▶ **Supplied data**:
--*--

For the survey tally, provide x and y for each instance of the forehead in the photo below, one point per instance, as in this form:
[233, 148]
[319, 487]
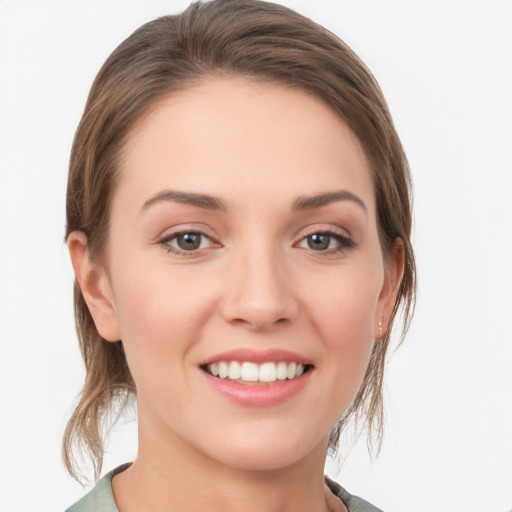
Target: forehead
[243, 139]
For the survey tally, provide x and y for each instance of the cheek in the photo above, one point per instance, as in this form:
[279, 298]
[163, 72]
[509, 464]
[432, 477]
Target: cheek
[160, 317]
[344, 315]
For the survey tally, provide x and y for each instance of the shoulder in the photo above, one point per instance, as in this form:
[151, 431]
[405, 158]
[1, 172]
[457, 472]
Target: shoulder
[100, 498]
[353, 503]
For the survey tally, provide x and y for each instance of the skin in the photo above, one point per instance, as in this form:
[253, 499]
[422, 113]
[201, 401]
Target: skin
[255, 282]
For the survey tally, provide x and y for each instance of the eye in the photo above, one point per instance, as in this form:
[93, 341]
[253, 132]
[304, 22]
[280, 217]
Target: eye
[326, 241]
[186, 242]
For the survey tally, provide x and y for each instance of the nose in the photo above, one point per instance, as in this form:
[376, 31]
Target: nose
[259, 291]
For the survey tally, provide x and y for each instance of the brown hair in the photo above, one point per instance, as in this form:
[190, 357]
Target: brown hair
[254, 39]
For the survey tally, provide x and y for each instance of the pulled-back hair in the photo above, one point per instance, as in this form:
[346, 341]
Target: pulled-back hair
[259, 41]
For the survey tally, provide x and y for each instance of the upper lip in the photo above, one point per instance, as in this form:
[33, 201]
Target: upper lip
[258, 356]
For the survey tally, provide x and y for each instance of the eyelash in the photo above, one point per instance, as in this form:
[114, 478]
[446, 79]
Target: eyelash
[345, 243]
[165, 242]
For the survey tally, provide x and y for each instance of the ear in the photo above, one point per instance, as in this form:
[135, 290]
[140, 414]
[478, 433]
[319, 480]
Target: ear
[393, 274]
[96, 288]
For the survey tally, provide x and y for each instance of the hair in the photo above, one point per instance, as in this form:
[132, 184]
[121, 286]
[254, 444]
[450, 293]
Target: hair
[222, 38]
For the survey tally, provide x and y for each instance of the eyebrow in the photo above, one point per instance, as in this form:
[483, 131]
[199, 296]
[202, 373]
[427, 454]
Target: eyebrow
[319, 200]
[191, 198]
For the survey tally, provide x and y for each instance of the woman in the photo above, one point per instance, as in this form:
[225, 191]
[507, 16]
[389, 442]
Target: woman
[239, 224]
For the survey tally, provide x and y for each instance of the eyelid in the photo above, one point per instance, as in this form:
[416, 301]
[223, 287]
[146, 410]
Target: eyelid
[165, 242]
[342, 236]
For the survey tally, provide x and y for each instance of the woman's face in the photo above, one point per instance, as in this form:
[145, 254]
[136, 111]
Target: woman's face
[243, 241]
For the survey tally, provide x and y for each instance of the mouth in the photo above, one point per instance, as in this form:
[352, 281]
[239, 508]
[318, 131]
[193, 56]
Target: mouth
[251, 373]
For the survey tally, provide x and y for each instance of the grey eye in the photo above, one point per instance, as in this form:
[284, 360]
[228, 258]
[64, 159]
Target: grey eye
[319, 241]
[188, 241]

--*--

▶ **Task details**: Print every entry above again without changing a word, and omit the pictures.

▶ **Completed exercise**:
For the survey tally, provide x and y for each instance of the forehead in the photo below, one point per instance, as in this form:
[233, 148]
[319, 487]
Target: forehead
[243, 139]
For the survey tally, provide x and y for each instance of the cheek in the photo above, one point per instance, as in this form:
[279, 298]
[163, 72]
[509, 464]
[432, 477]
Target: cheek
[160, 317]
[344, 315]
For the survey tally, provide x and y for each instance of the shoulder in the photo above, one point per instance, as in this form:
[151, 431]
[405, 158]
[1, 172]
[457, 472]
Target: shoulder
[100, 498]
[353, 503]
For the survey tally, provide x and y for each instance of the skin in the photo above, one point per instance, as in this form:
[253, 499]
[422, 113]
[201, 401]
Target: skin
[255, 282]
For the survey tally, provide x and y for each instance of the eye in the photo above, one point per instance, as in this form:
[93, 341]
[253, 132]
[304, 22]
[280, 217]
Target: eye
[326, 241]
[186, 242]
For the survey tally, provide x and y for each instance of the nose in the photo above, one point per instance, as in this form:
[376, 31]
Target: nose
[259, 291]
For the survey tally, provide x and y for each instance of the brown hair in the photo above, one point per instance, as in this form:
[190, 357]
Target: brown hair
[254, 39]
For the survey tally, provide x and y for each instance of the pulled-back hair in the photo above, one point per instance, as in this form:
[346, 341]
Target: pulled-back hair
[259, 41]
For the survey tally, provide x and y for each instance of the upper lip in the photo above, one point per instance, as in this form:
[33, 201]
Target: upper lip
[258, 356]
For the survey tally, provide x and y for each instance of the eyelash in the photo above, one point per instance, as in this form:
[114, 478]
[446, 79]
Target: eyelash
[345, 243]
[165, 242]
For the survey tally, provide x and y for each instance of the ear in the photo above, one point per instance, as in this form:
[135, 290]
[140, 414]
[478, 433]
[319, 480]
Target: ear
[393, 274]
[96, 288]
For the survey tally, provide x and y for each instance of the hair in the photo above, one point per instance, as in this form:
[132, 184]
[121, 286]
[254, 444]
[450, 293]
Target: hair
[222, 38]
For the survey tally, provide x and y for each instance of the eyebrow in the photo above, one point per instance, as in this form:
[483, 131]
[199, 296]
[202, 373]
[427, 454]
Target: eyebrow
[319, 200]
[191, 198]
For the survey tally, provide x and y for each instance of the woman in the photo above, one point per instance, as in this form:
[225, 191]
[507, 16]
[389, 442]
Target: woman
[239, 224]
For the survey tally, provide x and y for each instance of the eyelid in the photo above, one point per instance, as in this form:
[416, 301]
[223, 287]
[146, 410]
Target: eyelid
[165, 242]
[342, 236]
For the survey tally, provide x and y for each instance of the woman's face in the photo above, one point per instance, as in this form:
[145, 254]
[136, 111]
Target: woman's face
[243, 241]
For the survey tally, provide x and y for each instance of the mouth in the photo above, one point per instance, as in this form:
[352, 281]
[239, 508]
[318, 131]
[193, 56]
Target: mouth
[251, 373]
For the survey tally, provide x and y for each instance of the grey eye in the photo above, one point per instance, as in this form:
[284, 360]
[228, 258]
[64, 159]
Target: grey eye
[319, 241]
[188, 241]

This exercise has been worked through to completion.